Broadway actor Claude Rains stops by his favorite watering hole and orders a scotch. He has been cut off due to his bar tab, and it literally becomes a watering hole as that is all they will serve him. What he wants is an alcohole.
Being the kind of bar that has caricatures of actors on the wall, there just happens to be a copy of Variety on the floor. Enjoying his water on the rocks, he sees that Wayne Campbell has a new play. He goes to Campbell’s office, but Campbell is on the way to a cocktail party. His secretary talks him into seeing Rains. Being pre-ADA, Campbell tells him he is a drunk and he won’t hire him.
Rains says he feels that he is only his characters, there is nothing underneath and that’s why he drinks. Rains says he will blackmail Campbell about the 3 years he spent in prison. They were both from a bad area of Philly, and had made up more glamorous stories of their background when they got to the big city. Campbell had stolen $5,000 as a bank teller long ago, but now is married to a high class society dame from a rich family that has probably stolen millions exploiting the working man; so Campbell’s small-time larceny would be humiliating to them.
Campbell gives Rains $20, and leaves him crying in his office. Rains takes the $20 back to the bar and begins performing Macbeth for the bartender. It should have been worth another sawbuck to get him to knock it off. “Nobody writes like that anymore, Jerry,” he says. Well that is understandable, it has been 350 years. He laments the modern playwrights as Campbell enters the bar and overhears him.
They speak briefly and Rains passes out, this being back in the good old days when $20 could get it done. Campbell takes him back to his office and puts him to sleep on his sofa. Campbell is remorseful about how he treated Rains earlier that day and says it would be an honor to have Rains in his play.

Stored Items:
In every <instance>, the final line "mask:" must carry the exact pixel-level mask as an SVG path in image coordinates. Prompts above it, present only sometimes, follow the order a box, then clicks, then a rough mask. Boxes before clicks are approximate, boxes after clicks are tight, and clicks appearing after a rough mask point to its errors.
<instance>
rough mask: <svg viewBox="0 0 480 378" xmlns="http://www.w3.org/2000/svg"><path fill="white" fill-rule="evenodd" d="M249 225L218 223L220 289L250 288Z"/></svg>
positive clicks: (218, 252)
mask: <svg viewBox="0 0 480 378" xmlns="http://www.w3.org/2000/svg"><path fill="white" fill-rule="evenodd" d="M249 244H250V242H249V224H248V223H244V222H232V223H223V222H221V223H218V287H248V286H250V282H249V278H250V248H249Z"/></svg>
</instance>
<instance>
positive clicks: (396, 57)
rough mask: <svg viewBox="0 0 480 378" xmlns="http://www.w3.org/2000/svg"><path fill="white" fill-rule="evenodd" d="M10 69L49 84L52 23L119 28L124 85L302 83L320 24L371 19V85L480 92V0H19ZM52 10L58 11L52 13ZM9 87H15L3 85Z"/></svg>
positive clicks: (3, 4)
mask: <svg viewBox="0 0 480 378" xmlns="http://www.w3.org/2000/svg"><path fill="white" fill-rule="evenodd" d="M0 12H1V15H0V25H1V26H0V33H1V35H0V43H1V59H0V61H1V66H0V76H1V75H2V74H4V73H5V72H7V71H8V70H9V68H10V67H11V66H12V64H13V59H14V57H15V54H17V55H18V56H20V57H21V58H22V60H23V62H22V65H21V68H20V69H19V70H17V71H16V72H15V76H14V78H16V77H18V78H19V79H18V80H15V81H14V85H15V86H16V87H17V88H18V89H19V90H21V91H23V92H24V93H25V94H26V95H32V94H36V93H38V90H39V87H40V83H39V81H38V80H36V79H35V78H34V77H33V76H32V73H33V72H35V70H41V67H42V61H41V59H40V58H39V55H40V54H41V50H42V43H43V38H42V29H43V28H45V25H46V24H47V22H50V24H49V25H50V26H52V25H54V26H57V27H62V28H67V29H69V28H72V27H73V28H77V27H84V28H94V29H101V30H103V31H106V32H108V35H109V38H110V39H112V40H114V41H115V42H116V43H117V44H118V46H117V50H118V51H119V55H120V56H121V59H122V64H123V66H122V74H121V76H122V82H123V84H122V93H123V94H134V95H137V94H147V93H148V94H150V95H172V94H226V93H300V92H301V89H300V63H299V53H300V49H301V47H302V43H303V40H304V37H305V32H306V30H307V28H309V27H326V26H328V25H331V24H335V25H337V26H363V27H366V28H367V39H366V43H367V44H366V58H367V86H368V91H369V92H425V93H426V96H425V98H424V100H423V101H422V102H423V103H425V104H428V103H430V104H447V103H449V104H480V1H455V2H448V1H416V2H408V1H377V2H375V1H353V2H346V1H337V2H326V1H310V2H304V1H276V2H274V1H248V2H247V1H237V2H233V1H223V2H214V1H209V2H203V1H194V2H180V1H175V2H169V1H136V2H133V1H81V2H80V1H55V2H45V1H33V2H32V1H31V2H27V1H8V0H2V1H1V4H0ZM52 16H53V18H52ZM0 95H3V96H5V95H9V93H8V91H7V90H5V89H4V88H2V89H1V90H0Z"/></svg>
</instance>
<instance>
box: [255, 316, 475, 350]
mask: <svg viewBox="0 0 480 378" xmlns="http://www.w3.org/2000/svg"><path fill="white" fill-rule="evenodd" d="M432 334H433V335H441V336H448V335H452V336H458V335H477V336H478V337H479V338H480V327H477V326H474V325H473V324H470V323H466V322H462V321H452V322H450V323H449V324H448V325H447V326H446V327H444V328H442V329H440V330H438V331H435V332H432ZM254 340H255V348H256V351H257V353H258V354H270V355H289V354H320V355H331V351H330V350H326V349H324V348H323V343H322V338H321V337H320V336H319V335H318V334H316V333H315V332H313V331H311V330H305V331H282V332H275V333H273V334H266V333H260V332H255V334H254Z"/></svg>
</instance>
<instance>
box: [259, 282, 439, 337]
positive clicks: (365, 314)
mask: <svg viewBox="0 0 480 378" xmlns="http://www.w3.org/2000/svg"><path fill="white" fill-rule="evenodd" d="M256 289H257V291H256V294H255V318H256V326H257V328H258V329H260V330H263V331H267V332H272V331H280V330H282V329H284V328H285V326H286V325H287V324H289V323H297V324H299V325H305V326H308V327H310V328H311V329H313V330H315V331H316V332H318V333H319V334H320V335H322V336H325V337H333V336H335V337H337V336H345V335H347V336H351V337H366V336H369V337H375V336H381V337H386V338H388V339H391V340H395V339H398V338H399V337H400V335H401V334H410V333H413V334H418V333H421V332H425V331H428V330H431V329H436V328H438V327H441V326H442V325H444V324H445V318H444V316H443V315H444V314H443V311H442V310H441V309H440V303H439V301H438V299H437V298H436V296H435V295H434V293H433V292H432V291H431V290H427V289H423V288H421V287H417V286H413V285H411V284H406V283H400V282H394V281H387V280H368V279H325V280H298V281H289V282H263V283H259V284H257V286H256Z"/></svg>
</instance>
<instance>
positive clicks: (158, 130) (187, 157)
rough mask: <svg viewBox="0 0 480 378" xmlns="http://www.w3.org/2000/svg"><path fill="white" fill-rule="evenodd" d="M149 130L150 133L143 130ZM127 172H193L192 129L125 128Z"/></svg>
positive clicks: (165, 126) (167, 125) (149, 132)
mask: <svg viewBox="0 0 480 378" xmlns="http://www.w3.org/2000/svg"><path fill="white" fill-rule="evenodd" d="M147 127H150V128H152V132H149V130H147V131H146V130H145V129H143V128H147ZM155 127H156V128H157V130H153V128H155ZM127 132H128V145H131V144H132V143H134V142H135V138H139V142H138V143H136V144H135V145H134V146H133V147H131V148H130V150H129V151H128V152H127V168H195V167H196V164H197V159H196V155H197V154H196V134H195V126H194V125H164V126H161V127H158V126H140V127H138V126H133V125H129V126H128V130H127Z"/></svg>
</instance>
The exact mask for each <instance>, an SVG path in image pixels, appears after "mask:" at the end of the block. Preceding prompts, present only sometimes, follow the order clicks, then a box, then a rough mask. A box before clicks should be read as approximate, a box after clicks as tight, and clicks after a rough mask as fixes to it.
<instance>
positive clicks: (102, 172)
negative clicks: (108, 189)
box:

* **Task**: Resume the plot recap about Claude Rains and Wayne Campbell, picking up after its last sentence. The listing originates from a different source than the text.

* **Answer section**:
The next morning, Campbell tells Rains there is big role open in the play, but Campbell says he is too soft, which is ironic since the role is of a blackmailer. Rains tells him he can perform the role through make-up and acting. He even does a cold-read to convince Campbell of his skills.
Campbell stops him mid-monologue and tells him he is great! Campbell still needs to convince the backer, so he sends Rains over to see Nick Roper, a gangsta who has decided to dabble in culture. Rains goes out to get a clean shirt and a shave, or maybe it was a clean shave and a shirt. Back at Campbell’s office, the secretary is called away, so Rains types up the monologue himself to carry with him to the audition for the backer.
Going all method, Rains barges into Roper’s office and without proper introduction, begins the monologue which in which he identifies himself as Charlie Richtor. He continues the monologue describing a crime with which Roper is obviously familiar. Roper pulls a gun and kills Rains.
Roper’s goons hear the shot and rush in. He tells them somehow “Richtor” knew “all about the Donovan job.” Searching for how Rains knew of the crime, he finds the script in Rains’ pocket with Campbell’s name on the letterhead. The episode ends abruptly with Roper saying, “Wayne Campbell.” It is a strange place to end the story as you don’t know what the crime was, how Campbell was involved or what Roper will do next.
None of this really matters. It is a good tale with a good — if ludicrous — twist, and Claude Rains is always great. I rate it a “Party on Wayne, party on Claude.”
Post-Post:
- AHP Deathwatch: No survivors. A couple of the actors have no expiration date on IMDb, but they have no birth date either. A third actor has a birth date in 1892. He has no date of death, but it doesn’t look good.
- AHP Proximity Alert: Paul Picerni was in Number Twenty-Two just 2 episodes earlier.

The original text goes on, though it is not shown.